- [What you need to do] Reproduce these lines with every "license plate" changed to "number plate" and nothing else altered. Leave the pictures out.

>> start Provided records

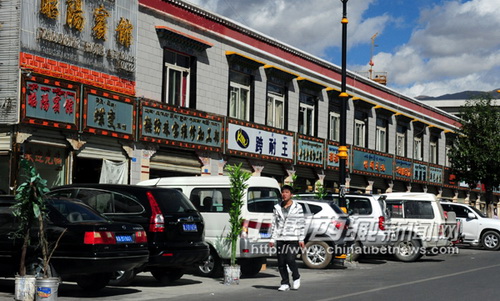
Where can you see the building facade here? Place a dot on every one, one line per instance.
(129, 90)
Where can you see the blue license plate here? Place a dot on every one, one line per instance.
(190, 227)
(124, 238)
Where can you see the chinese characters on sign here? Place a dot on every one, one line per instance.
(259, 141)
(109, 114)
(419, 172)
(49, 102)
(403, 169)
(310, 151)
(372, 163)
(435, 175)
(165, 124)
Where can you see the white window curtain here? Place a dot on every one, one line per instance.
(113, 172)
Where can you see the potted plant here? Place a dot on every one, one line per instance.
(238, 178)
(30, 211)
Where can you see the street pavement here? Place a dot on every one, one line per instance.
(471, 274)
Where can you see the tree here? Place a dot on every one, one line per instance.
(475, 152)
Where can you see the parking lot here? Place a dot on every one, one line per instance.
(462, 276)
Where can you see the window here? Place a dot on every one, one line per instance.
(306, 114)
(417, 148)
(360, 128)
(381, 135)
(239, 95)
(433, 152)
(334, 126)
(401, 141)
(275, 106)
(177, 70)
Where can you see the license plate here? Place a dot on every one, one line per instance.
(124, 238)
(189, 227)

>> end Provided records

- [Task output]
Where can you see the building facade here? Place a dot on every one, one line per instance.
(129, 90)
Where can you see the blue number plate here? Place a dot on every one, one line per instance.
(190, 227)
(124, 238)
Where can you see the chinese characters on sign here? Place a dot on every one, one line per instance.
(259, 141)
(109, 114)
(419, 172)
(49, 102)
(403, 169)
(310, 151)
(372, 163)
(435, 175)
(165, 124)
Where can you see the white window curtain here? Place a dot on every one, one line per instance.
(113, 172)
Where can you see the potted plant here? Place a dot on every one, one line per instance.
(238, 178)
(30, 211)
Where can you see the street pavement here? Place a dot on every one, one line per instance.
(471, 274)
Where can you see the tree here? Place a dot on every one, one line per instance.
(475, 152)
Where can you see the parking lot here? Place a dot on every one, one line per instance.
(462, 276)
Where can you see the window here? Place a dot on every one, one line per instance.
(306, 114)
(417, 148)
(360, 128)
(381, 135)
(239, 95)
(433, 152)
(334, 126)
(401, 141)
(275, 106)
(177, 70)
Where can you see the number plate here? Place a dot on every one, one line per instance.
(124, 238)
(189, 227)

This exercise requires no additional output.